# [THE EXERCISE]
Which lines below contain the word "green"? Copy out each of them in full.

# [DATA RECORDS]
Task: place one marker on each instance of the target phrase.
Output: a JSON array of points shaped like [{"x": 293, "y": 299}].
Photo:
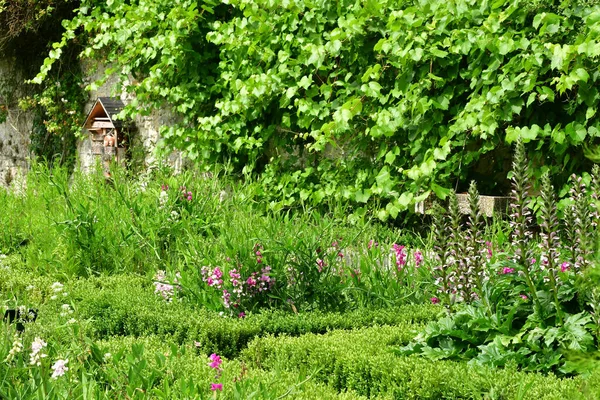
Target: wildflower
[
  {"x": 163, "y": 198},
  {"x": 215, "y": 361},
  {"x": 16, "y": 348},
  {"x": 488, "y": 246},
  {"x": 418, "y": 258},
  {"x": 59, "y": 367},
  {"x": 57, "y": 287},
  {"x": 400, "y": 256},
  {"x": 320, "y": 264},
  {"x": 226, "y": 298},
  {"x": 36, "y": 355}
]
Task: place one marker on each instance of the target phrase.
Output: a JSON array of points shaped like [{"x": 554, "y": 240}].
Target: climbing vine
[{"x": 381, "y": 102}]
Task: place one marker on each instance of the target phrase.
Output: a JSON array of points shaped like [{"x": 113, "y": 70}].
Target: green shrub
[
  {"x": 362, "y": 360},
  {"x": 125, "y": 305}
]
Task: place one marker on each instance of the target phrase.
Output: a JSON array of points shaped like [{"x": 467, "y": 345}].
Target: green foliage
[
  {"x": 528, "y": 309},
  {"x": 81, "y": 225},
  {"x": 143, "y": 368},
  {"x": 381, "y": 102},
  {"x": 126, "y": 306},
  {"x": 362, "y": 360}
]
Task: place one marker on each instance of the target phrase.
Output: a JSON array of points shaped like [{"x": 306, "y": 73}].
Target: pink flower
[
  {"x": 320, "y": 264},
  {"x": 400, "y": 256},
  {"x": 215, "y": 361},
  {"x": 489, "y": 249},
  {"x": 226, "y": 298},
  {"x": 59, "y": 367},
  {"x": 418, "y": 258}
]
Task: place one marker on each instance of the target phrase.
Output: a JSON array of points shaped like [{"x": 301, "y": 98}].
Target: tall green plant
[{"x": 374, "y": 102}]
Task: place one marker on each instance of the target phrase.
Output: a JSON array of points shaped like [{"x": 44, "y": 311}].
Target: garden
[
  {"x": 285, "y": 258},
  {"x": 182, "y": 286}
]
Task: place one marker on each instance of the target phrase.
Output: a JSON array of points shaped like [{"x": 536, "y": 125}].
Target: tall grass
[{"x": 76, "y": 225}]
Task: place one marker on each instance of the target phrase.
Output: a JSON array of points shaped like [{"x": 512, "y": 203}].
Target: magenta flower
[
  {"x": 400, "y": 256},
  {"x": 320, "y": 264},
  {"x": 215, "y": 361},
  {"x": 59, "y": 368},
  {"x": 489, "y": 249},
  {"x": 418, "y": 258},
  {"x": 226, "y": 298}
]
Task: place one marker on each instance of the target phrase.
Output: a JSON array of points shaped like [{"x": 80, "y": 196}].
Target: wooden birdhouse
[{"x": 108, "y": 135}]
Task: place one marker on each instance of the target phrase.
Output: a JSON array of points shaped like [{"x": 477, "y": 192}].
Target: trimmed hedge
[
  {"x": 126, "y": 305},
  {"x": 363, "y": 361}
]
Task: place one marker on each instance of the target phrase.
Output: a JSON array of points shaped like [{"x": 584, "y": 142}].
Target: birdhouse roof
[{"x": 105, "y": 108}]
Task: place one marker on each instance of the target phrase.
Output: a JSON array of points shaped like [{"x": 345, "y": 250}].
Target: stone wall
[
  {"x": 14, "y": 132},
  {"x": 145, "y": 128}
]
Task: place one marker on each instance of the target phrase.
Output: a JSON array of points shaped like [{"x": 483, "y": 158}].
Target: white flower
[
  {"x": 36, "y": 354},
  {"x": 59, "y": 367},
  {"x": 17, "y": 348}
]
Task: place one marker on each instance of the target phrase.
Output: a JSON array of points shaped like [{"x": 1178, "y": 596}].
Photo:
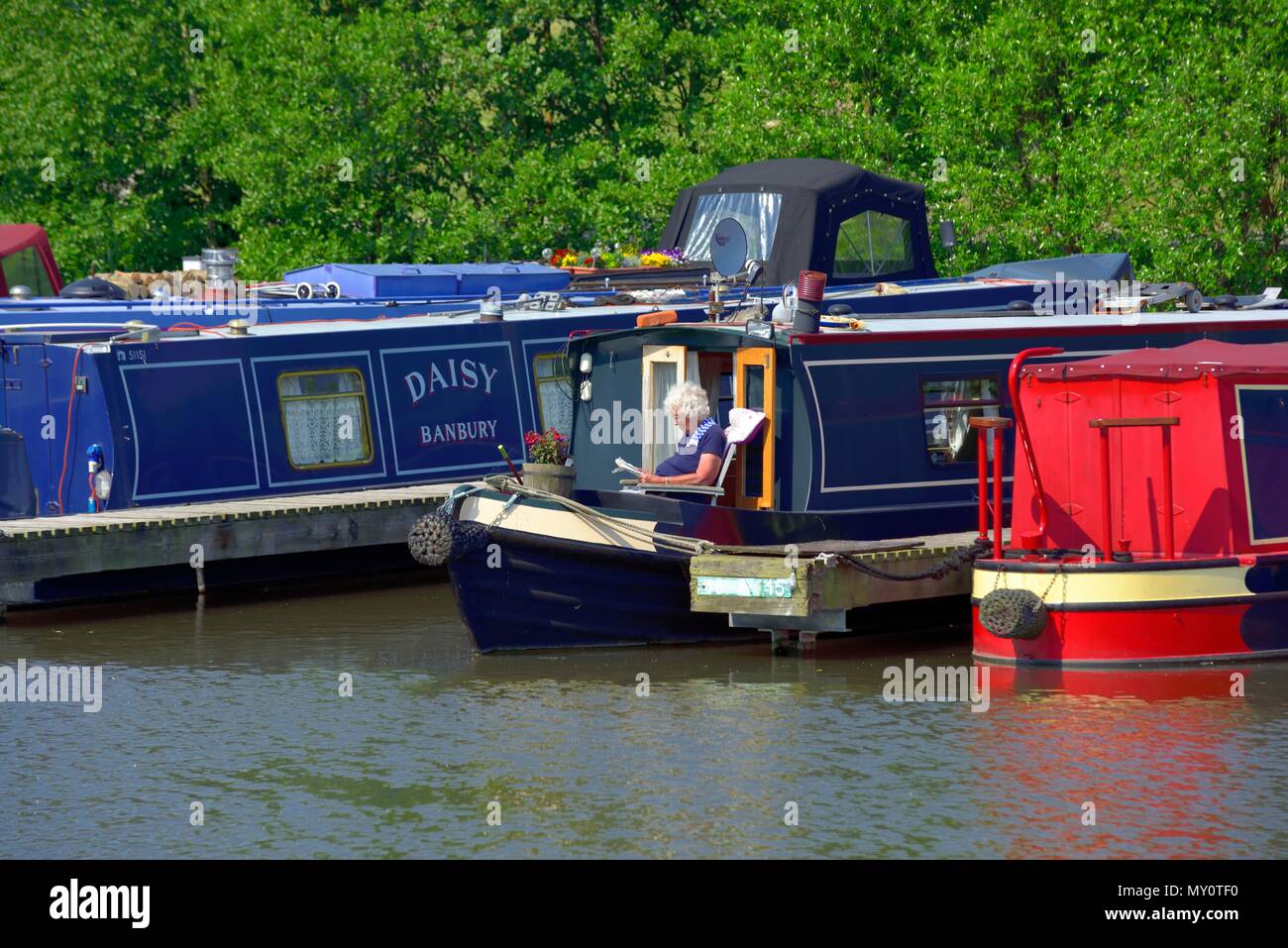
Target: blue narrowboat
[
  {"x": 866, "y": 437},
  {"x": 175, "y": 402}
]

---

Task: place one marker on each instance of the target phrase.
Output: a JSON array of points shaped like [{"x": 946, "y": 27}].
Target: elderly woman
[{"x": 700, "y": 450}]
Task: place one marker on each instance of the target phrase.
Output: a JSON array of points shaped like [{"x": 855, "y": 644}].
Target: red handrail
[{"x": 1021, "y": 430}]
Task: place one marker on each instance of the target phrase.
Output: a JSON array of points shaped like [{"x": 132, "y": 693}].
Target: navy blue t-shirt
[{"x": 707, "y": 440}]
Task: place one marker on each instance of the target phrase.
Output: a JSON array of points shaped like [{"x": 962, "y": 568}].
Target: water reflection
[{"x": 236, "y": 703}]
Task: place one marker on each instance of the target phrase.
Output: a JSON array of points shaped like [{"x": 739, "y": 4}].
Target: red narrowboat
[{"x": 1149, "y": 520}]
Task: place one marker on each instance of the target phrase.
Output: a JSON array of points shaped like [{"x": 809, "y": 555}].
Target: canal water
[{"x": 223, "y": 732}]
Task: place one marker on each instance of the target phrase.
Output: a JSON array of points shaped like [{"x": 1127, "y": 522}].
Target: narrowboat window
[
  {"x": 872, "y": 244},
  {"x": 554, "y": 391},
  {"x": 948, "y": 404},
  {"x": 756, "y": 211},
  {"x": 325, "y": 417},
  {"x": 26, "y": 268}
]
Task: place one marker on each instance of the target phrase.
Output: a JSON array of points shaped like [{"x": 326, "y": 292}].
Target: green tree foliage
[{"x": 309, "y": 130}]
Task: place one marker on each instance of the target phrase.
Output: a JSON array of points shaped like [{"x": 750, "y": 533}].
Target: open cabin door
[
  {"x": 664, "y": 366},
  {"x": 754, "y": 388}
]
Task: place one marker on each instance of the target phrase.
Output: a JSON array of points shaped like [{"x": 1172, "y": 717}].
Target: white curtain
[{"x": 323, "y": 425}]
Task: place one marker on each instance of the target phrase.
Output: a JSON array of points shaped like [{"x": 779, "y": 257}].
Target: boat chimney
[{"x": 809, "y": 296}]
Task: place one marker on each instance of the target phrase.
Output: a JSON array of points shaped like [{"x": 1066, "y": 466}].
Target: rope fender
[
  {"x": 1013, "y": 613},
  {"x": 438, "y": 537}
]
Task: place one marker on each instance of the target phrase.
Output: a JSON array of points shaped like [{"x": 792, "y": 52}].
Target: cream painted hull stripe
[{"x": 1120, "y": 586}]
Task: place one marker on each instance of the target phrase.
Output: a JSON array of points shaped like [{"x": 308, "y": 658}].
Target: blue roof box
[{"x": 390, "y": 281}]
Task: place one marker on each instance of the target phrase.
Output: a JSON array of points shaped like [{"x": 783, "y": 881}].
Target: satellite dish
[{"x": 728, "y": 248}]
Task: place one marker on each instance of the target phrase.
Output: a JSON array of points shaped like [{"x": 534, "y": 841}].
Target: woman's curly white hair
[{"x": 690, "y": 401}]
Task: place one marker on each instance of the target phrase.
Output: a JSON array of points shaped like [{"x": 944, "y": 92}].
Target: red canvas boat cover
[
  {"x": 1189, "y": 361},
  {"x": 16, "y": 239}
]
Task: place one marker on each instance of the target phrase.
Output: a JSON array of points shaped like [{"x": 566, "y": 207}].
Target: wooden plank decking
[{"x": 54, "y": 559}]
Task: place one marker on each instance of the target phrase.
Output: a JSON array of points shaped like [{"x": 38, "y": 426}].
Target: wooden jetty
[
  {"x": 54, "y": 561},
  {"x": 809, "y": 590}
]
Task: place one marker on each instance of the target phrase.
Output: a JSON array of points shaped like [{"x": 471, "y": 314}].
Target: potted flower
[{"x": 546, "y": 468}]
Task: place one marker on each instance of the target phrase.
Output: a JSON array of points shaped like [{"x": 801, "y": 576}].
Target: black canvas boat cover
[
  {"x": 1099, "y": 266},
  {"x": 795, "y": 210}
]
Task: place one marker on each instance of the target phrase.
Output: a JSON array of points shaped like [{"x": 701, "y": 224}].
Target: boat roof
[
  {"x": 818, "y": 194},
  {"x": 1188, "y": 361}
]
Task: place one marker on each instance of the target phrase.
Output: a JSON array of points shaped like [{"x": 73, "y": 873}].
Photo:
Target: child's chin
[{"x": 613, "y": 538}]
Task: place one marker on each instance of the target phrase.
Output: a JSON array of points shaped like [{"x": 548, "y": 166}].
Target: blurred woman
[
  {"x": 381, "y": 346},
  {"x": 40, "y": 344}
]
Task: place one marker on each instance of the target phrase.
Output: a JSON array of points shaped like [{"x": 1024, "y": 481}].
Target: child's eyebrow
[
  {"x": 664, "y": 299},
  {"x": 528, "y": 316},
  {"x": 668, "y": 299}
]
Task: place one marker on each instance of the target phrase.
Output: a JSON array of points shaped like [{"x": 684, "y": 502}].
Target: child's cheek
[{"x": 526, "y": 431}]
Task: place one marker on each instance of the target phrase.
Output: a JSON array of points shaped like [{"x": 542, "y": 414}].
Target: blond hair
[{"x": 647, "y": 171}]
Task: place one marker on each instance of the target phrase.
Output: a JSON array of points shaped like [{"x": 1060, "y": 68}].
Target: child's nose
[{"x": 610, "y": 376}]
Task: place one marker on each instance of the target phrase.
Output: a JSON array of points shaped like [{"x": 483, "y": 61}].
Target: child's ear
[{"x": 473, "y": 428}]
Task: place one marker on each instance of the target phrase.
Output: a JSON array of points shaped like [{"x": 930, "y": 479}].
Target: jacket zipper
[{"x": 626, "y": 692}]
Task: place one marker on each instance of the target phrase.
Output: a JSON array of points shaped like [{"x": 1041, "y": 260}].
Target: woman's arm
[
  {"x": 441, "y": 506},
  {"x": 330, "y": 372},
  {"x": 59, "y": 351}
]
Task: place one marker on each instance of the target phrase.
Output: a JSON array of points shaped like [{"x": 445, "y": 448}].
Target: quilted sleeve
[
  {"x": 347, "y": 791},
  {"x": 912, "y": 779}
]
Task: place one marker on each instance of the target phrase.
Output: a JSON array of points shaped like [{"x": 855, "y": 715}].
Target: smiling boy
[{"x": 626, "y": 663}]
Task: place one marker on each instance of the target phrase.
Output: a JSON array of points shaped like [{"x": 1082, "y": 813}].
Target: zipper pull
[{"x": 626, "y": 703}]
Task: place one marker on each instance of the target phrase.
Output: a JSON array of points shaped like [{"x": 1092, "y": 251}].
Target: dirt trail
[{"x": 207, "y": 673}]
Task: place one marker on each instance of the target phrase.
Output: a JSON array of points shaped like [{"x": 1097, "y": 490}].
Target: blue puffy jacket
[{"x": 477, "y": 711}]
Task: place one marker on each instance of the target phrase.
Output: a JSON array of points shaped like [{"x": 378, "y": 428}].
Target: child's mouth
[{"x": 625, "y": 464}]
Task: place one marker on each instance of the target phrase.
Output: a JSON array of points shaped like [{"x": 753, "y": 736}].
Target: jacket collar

# [ANSWER FOR THE TASK]
Target: green shrub
Target: green foliage
Target: tall green plant
Target: green tree foliage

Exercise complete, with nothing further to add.